▸ **What to produce**:
Look through the entries below for the line that contains "Inside and outside", then set down that line and each one after it exactly, through the last.

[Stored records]
▼▼▼

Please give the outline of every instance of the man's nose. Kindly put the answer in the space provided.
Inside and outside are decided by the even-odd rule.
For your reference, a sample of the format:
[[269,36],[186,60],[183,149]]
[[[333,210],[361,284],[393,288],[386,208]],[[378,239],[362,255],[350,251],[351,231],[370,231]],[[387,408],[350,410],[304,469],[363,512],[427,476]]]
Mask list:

▲▲▲

▸ **Output for this exercise**:
Inside and outside are decided by the even-odd rule.
For your reference, a sample of the format:
[[269,36],[186,60],[183,149]]
[[[333,210],[361,284],[393,288],[386,208]],[[378,239],[362,255],[350,251],[351,231],[370,231]],[[387,408],[350,410],[304,469],[363,512],[427,476]]]
Mask list:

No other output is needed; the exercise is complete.